■ EXERCISE GOAL
Write out exactly, please, the lines from the one containing "rear taillight, one" to the end of the material.

■ DATA FOR THIS EXERCISE
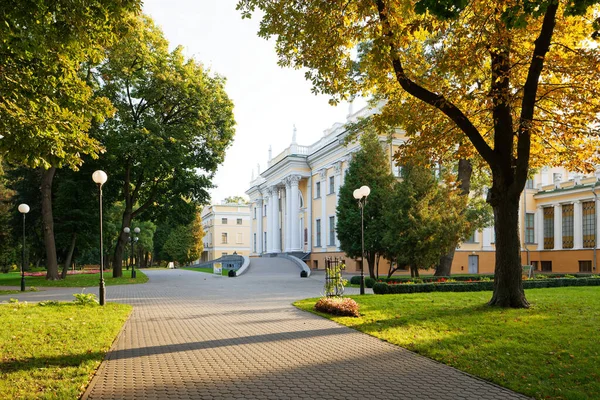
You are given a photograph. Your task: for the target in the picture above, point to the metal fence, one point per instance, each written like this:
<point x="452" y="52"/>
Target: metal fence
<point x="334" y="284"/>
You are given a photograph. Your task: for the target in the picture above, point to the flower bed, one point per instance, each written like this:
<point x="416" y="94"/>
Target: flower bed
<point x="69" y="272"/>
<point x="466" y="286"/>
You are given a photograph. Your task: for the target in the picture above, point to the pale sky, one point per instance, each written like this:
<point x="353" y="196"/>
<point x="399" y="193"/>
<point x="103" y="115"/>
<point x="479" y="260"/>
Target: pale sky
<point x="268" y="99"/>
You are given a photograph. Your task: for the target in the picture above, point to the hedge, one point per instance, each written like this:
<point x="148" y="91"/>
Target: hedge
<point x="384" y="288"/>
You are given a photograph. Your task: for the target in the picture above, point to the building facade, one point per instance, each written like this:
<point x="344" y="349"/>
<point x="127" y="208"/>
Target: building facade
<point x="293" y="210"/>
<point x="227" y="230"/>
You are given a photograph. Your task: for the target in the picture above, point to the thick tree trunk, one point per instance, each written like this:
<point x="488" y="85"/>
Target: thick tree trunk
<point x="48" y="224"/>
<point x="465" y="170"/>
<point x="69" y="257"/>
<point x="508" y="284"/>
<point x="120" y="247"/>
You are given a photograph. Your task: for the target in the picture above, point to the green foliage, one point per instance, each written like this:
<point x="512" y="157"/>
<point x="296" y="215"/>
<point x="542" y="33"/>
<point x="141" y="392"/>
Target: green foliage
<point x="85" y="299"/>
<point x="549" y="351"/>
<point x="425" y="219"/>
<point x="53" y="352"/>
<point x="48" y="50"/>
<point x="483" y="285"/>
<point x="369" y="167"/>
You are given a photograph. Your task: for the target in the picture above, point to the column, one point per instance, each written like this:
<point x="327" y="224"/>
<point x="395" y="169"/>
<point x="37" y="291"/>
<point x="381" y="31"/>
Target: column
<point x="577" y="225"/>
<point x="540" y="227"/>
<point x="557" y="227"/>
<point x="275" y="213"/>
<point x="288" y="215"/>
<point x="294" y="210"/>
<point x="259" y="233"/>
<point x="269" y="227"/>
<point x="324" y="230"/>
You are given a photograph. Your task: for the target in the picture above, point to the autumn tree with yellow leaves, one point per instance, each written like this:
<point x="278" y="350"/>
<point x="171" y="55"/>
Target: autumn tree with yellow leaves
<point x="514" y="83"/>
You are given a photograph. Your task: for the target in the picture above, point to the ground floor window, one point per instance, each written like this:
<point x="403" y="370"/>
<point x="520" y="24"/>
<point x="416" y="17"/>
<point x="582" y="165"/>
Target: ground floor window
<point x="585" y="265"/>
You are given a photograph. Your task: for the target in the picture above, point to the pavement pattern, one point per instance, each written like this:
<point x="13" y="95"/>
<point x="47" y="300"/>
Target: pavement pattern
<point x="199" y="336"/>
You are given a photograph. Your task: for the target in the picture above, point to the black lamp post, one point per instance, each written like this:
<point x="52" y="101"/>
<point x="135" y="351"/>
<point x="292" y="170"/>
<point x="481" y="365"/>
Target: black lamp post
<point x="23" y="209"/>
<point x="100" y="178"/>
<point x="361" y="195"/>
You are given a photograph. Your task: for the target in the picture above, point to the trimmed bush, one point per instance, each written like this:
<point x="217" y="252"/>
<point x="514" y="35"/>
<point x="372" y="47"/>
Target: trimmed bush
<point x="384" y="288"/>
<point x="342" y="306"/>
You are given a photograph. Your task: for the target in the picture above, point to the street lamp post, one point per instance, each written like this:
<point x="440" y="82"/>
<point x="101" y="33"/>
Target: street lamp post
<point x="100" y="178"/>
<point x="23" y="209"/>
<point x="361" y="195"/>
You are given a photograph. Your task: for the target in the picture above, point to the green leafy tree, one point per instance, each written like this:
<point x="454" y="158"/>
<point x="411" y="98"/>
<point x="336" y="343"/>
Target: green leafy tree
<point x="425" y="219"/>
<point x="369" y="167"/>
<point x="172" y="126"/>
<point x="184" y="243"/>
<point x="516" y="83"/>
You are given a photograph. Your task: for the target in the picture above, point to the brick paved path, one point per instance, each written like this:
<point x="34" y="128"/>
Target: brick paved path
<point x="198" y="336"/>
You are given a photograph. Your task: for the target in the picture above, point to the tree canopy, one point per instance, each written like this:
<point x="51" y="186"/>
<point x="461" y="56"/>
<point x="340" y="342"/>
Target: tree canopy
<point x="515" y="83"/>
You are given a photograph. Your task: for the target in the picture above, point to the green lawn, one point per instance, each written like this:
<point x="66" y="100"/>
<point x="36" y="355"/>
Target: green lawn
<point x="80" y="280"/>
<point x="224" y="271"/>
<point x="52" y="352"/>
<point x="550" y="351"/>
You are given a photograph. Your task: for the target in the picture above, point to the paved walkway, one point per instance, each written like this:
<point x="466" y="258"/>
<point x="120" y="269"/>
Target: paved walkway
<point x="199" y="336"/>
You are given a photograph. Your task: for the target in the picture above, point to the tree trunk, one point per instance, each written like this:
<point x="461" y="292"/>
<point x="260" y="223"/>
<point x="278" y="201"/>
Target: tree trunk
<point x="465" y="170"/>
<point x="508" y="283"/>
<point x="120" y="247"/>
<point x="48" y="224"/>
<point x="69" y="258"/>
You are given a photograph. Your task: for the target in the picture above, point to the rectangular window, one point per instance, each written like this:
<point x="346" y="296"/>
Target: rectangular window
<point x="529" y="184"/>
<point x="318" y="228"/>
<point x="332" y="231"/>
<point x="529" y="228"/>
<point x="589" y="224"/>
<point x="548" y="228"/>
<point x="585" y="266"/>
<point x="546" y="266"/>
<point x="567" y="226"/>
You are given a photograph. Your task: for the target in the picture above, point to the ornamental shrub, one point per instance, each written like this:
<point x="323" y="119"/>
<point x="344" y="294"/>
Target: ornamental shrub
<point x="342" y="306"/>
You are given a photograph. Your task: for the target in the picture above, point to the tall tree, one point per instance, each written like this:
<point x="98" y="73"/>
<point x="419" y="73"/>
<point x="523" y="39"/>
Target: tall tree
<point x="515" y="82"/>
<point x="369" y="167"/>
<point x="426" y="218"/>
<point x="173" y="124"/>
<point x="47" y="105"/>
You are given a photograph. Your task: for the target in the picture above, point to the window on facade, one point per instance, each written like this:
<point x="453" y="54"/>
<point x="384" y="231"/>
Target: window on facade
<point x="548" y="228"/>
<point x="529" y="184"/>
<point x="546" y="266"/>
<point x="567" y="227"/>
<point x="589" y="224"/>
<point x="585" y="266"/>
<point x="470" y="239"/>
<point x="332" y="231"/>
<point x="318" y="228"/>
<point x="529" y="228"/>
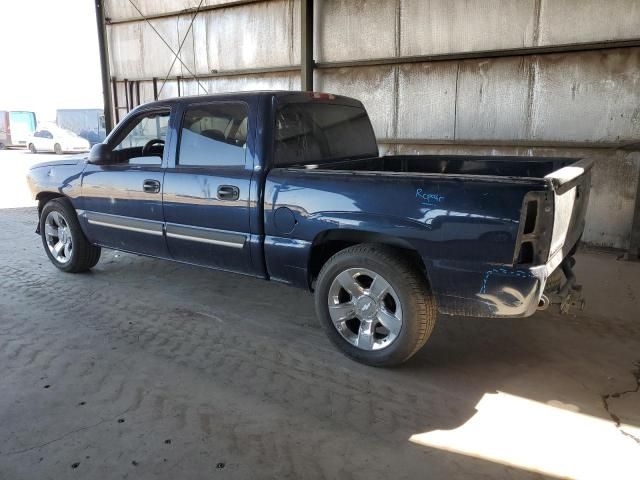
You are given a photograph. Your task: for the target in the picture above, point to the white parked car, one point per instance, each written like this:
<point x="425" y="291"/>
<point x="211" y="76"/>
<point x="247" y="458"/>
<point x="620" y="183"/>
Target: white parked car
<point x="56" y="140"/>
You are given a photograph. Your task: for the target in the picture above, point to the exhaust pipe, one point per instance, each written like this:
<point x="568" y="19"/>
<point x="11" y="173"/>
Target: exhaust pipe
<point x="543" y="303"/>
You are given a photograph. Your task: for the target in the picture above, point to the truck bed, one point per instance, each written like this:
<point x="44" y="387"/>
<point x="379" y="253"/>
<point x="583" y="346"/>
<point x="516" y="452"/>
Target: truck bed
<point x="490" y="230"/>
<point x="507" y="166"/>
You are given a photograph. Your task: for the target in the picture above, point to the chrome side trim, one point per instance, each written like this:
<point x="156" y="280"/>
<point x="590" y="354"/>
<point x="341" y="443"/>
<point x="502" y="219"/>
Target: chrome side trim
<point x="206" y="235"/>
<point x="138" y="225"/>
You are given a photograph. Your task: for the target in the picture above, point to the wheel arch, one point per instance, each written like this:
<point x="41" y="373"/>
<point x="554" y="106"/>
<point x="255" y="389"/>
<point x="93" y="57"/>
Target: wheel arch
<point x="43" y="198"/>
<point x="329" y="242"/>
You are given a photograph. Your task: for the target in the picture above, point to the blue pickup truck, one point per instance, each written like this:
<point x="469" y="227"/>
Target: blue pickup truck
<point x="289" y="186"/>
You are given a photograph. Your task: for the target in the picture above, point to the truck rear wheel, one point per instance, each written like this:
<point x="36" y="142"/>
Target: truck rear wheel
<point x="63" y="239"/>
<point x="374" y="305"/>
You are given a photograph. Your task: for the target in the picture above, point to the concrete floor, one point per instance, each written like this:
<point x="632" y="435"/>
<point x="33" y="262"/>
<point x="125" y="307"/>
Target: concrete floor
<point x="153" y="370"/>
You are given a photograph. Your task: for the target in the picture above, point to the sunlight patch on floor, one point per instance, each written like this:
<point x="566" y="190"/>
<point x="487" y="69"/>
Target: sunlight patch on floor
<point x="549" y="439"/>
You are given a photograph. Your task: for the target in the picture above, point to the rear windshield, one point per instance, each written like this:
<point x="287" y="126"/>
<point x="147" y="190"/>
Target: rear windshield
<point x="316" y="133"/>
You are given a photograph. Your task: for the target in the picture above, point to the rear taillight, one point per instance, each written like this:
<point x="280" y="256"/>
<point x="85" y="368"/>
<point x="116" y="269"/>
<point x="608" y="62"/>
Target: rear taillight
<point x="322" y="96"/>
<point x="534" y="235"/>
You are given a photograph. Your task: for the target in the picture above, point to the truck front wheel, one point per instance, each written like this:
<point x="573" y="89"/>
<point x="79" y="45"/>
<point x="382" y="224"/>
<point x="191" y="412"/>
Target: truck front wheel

■ TASK SOLUTION
You are given a photograph. Your task: for the target in the picture above, point to the rear taillight, one point per instance, each written like this:
<point x="280" y="256"/>
<point x="85" y="368"/>
<point x="116" y="269"/>
<point x="608" y="62"/>
Target: rear taillight
<point x="322" y="96"/>
<point x="534" y="235"/>
You are given a photograph. Your task: for the target in the picture above, point to the truck front wheel, one point per instance, each written like this:
<point x="573" y="89"/>
<point x="79" y="45"/>
<point x="382" y="224"/>
<point x="191" y="412"/>
Target: truck front wheel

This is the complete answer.